* [CHALLENGE]: Present all of the lines below as a Markdown table with two columns, Row and Line, numbering each row and leaving out any blank lines.

Records taken from a data source
[Start]

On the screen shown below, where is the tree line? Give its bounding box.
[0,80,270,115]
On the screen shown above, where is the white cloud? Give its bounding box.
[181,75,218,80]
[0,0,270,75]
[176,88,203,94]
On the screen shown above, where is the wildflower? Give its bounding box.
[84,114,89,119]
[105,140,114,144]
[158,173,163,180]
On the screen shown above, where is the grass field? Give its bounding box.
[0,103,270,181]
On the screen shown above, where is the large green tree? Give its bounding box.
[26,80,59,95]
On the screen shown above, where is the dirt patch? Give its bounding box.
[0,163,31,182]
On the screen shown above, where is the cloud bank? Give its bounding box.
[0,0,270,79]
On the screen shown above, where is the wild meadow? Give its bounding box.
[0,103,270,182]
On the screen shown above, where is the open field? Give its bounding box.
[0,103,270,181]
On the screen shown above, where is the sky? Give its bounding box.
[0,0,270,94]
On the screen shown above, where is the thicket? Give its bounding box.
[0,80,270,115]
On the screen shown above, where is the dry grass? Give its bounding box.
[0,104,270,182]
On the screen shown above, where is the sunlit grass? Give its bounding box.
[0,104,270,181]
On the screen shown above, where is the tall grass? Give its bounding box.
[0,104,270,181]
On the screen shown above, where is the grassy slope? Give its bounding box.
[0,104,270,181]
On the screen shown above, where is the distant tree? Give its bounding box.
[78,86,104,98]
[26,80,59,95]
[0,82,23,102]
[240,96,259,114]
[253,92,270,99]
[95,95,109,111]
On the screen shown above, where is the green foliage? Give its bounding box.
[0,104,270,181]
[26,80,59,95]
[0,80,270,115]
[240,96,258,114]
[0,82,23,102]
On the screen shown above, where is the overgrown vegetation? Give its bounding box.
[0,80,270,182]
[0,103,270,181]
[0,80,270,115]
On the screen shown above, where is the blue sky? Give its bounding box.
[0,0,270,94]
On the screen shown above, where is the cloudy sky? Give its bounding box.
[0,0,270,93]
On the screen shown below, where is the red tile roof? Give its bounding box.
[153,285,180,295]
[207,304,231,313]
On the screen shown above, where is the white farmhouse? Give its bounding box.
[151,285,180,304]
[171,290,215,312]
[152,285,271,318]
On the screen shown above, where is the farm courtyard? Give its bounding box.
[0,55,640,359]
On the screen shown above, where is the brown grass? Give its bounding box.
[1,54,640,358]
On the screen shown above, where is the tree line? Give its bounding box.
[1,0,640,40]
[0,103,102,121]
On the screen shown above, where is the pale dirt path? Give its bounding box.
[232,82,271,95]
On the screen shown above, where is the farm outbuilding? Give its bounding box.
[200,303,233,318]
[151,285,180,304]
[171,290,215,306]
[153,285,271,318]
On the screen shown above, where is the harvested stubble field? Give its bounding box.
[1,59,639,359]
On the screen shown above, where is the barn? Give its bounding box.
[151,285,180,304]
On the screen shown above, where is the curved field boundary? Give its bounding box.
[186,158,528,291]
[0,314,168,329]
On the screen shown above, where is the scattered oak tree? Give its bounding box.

[End]

* [COMPLETE RESPONSE]:
| Row | Line |
|---|---|
| 1 | On the screen shown below, where is the tree line? Give its bounding box. |
| 2 | [0,80,270,115] |
| 3 | On the screen shown above, where is the white cloud? Give its bounding box. |
| 4 | [181,75,218,80] |
| 5 | [0,0,270,75] |
| 6 | [176,88,203,94] |
| 7 | On the screen shown above, where is the wildflower? Give its bounding box. |
| 8 | [84,114,89,119] |
| 9 | [105,140,114,144] |
| 10 | [158,173,163,180] |
| 11 | On the screen shown above, where is the grass field? Give its bounding box. |
| 12 | [0,103,270,181] |
| 13 | On the screen shown above, where is the large green tree? Give its bounding box. |
| 14 | [26,80,59,95] |
| 15 | On the screen shown above, where is the dirt patch? Give its bounding box. |
| 16 | [0,163,31,182] |
| 17 | On the screen shown above, where is the cloud bank? Give its bounding box. |
| 18 | [0,0,270,79] |
| 19 | On the screen shown above, where is the wild meadow? Give its bounding box. |
| 20 | [0,103,270,182] |
| 21 | On the screen shown above, where is the open field? Give its bounding box. |
| 22 | [0,103,270,181] |
| 23 | On the screen shown above, where is the sky? Give its bounding box. |
| 24 | [0,0,270,94] |
| 25 | On the screen shown above, where is the thicket? Give its bounding box. |
| 26 | [0,80,270,115] |
| 27 | On the screen shown above, where is the dry grass? Give its bounding box. |
| 28 | [0,104,270,182] |
| 29 | On the screen shown above, where is the sunlit grass? Give its bounding box. |
| 30 | [0,104,270,181] |
| 31 | On the screen shown above, where is the tall grass? Give its bounding box. |
| 32 | [0,104,270,181] |
| 33 | On the screen shown above, where is the grassy slope? Give its bounding box. |
| 34 | [0,104,270,181] |
| 35 | On the screen shown above, where is the distant tree? Give its bounding box. |
| 36 | [78,86,104,98] |
| 37 | [26,80,59,95] |
| 38 | [0,82,23,102] |
| 39 | [240,96,259,114] |
| 40 | [253,92,270,99] |
| 41 | [95,95,109,111] |
| 42 | On the screen shown above, where is the green foliage? Give its bounding box. |
| 43 | [0,104,270,181] |
| 44 | [26,80,59,95] |
| 45 | [0,80,270,115] |
| 46 | [240,96,258,114] |
| 47 | [0,82,23,102] |
| 48 | On the screen shown above, where is the overgrown vegetation? Give its bounding box. |
| 49 | [0,80,270,182] |
| 50 | [0,103,270,181] |
| 51 | [0,80,270,115] |
| 52 | On the screen shown above, where is the blue sky? Give its bounding box. |
| 53 | [0,0,270,94] |
| 54 | On the screen shown above, where is the cloudy sky? Give its bounding box. |
| 55 | [0,0,270,93] |
| 56 | On the screen shown below, where is the red tile roof? Give its bounding box. |
| 57 | [153,285,180,295] |
| 58 | [207,304,231,313] |
| 59 | On the screen shown above, where is the white farmhouse? Give its bounding box. |
| 60 | [151,285,180,304] |
| 61 | [171,290,215,312] |
| 62 | [152,285,271,318] |
| 63 | On the screen shown above, where is the farm courtyard? Give its bounding box. |
| 64 | [0,55,640,359] |
| 65 | On the screen shown above, where is the brown grass? Give its bounding box. |
| 66 | [1,54,640,358] |
| 67 | On the screen shown above, where is the tree line? Give its bounding box. |
| 68 | [1,0,640,40] |
| 69 | [0,103,102,121] |
| 70 | On the screen shown above, where is the pale dirt path? Give its bounding box. |
| 71 | [232,82,271,95] |
| 72 | On the screen shown above, where is the farm outbuilding? Give its bounding box. |
| 73 | [200,303,233,318] |
| 74 | [151,285,180,304] |
| 75 | [171,290,215,306] |
| 76 | [153,285,271,318] |
| 77 | On the screen shown above, where is the harvested stubble field? Give its bounding box. |
| 78 | [1,59,639,359] |
| 79 | On the screen shown above, where is the barn? Give its bounding box. |
| 80 | [151,285,180,304] |
| 81 | On the screen shown above, where is the curved field boundary? Give its bounding box. |
| 82 | [186,158,528,291] |
| 83 | [0,314,168,329] |
| 84 | On the screen shown above, where is the scattered oak tree? Give its bounding box. |